▶ Problem to solve
Find and copy the lines in the records beneath this task that contain the word "road".

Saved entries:
>>>
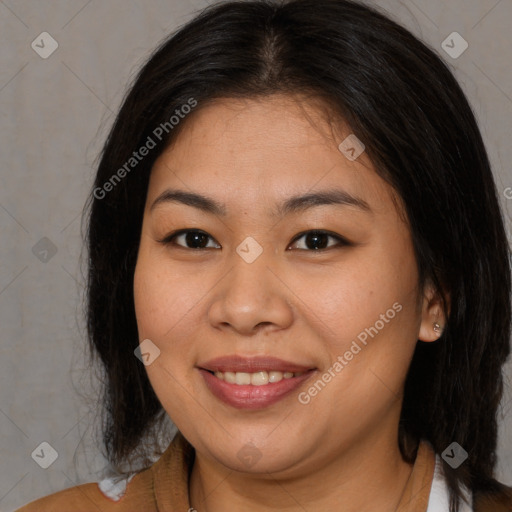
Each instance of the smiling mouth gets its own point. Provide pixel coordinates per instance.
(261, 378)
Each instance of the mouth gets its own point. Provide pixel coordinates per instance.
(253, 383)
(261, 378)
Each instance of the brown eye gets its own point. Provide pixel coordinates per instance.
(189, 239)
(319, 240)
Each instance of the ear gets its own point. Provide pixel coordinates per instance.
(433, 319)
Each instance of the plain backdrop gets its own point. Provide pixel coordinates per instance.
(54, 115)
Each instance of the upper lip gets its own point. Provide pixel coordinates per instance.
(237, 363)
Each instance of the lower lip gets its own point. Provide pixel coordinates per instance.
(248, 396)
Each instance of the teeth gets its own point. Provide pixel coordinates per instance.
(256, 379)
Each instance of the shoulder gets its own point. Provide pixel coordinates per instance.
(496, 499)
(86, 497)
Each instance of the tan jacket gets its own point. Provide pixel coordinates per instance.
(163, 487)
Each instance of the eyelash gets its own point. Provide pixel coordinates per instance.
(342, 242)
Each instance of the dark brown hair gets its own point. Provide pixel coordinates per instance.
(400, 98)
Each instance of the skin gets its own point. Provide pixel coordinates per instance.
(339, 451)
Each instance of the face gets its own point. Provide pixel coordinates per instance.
<<<
>>>
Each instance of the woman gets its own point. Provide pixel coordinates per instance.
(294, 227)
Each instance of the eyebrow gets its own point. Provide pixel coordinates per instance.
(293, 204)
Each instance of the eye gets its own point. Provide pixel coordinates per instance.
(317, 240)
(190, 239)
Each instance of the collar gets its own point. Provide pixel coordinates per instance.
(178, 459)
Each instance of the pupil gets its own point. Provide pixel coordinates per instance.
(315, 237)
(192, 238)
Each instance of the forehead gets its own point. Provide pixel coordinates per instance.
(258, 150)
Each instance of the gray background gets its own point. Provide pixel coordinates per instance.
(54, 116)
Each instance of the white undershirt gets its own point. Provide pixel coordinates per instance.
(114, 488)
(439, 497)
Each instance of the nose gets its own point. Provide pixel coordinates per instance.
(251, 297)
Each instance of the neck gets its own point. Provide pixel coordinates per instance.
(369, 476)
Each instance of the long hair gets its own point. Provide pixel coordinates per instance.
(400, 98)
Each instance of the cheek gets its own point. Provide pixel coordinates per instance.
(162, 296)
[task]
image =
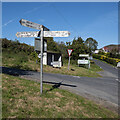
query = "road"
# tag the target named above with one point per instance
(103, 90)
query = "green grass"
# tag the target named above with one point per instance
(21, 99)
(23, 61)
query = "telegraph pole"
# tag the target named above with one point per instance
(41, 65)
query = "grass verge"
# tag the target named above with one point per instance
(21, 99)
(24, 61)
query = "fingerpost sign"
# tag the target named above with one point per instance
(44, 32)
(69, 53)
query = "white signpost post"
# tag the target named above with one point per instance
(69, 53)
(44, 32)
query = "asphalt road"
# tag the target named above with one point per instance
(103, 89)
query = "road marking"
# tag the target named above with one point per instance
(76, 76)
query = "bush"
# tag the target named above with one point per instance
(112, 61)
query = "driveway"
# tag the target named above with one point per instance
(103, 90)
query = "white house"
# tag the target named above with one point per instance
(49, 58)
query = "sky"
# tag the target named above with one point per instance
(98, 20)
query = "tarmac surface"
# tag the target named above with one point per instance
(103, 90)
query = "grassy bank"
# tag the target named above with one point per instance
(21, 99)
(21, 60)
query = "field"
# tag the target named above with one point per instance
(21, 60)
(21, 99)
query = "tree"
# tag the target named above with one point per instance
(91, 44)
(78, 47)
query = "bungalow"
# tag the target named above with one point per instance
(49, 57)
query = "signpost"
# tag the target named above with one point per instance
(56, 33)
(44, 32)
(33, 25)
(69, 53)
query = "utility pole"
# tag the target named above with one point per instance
<<<
▶ Result
query = "road"
query = "asphalt road"
query = "road marking"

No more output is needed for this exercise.